+++ The records +++
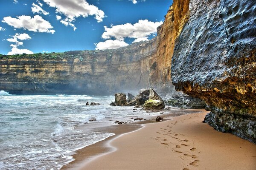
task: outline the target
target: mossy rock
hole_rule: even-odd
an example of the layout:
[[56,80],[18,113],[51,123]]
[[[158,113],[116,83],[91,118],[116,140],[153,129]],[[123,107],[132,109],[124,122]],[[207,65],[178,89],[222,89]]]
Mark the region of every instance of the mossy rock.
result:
+++
Can you repeat the data above line for line, without changing anything and leaving out the pictures?

The reply:
task: outline the target
target: mossy rock
hole_rule: even-odd
an example of the layout:
[[56,80],[18,113],[51,123]]
[[[158,113],[116,83],[91,118],[116,140],[153,129]],[[123,107],[132,109],[124,122]],[[207,65],[178,89],[222,89]]]
Mark the region of every instance of the mossy rock.
result:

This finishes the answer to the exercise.